Instructions to follow => Format the material from the line containing "Find the white" through the line containing "POLYGON ((217 52, 210", both included, as a JSON list of strings, one string per line, leaving out any blank lines.

# # # # # # #

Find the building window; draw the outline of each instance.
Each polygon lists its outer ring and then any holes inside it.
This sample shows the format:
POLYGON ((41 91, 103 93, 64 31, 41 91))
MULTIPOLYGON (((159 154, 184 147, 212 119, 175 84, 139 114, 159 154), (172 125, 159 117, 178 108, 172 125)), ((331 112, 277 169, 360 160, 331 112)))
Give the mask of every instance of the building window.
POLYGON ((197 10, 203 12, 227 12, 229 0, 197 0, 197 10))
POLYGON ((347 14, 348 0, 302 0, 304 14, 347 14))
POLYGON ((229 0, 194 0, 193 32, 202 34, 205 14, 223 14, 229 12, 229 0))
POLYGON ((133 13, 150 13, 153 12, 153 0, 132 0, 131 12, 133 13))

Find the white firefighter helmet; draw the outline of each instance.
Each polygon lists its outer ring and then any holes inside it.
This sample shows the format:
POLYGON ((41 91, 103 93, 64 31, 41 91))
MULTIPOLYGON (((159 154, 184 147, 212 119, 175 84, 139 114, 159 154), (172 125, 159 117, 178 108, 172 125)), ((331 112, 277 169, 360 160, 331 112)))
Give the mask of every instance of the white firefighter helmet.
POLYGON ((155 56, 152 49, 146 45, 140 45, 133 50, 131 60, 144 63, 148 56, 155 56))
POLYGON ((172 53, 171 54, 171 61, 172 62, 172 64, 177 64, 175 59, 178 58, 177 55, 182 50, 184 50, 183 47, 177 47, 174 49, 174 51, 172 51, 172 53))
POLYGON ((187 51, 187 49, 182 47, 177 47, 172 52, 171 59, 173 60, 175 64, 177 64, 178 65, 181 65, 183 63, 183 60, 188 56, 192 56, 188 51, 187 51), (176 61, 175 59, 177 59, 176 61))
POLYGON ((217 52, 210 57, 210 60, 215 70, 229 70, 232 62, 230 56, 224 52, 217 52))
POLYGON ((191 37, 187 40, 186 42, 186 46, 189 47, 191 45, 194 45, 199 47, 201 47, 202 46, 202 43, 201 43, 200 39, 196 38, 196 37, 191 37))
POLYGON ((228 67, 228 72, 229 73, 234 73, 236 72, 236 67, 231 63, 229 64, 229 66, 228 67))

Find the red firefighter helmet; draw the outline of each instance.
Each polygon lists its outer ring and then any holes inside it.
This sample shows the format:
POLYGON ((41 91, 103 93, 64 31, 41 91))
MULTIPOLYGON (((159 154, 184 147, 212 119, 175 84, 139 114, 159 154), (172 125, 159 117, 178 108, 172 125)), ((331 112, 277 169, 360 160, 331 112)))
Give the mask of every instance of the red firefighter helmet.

# # # # # # #

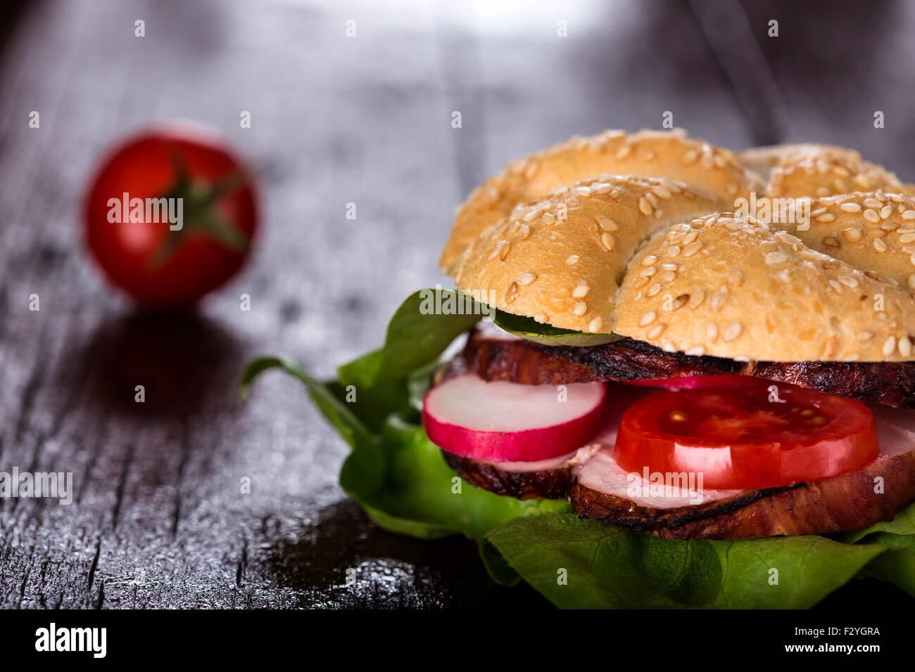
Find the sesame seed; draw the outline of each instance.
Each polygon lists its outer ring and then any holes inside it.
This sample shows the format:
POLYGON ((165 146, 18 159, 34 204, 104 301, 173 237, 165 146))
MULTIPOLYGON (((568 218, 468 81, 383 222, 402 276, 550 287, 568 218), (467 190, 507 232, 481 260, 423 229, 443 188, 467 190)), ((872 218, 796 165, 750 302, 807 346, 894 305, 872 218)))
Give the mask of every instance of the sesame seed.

# # # # # # #

Solved exercise =>
[
  "Find the white firefighter helmet; draw the outline of each instance.",
  "Each polygon lists its outer ring and then any holes inside it.",
  "This sample shows the format:",
  "POLYGON ((41 91, 103 93, 64 31, 41 91))",
  "MULTIPOLYGON (((159 154, 184 147, 212 119, 175 84, 139 114, 159 154), (172 125, 159 117, 178 108, 172 125)), ((331 112, 277 169, 360 160, 331 112)))",
  "Give the mask of every instance of the white firefighter helmet.",
  "POLYGON ((155 56, 152 49, 146 45, 140 45, 133 50, 131 60, 144 63, 148 56, 155 56))",
  "POLYGON ((172 53, 171 54, 171 61, 172 62, 172 64, 177 64, 175 59, 178 58, 177 55, 182 50, 184 50, 183 47, 177 47, 174 49, 174 51, 172 51, 172 53))",
  "POLYGON ((187 51, 187 49, 182 47, 177 47, 172 52, 171 59, 173 60, 175 64, 177 64, 178 65, 181 65, 183 63, 183 60, 188 56, 192 56, 188 51, 187 51), (176 61, 175 59, 177 59, 176 61))",
  "POLYGON ((217 52, 210 57, 210 60, 215 70, 229 70, 232 62, 230 56, 224 52, 217 52))"
]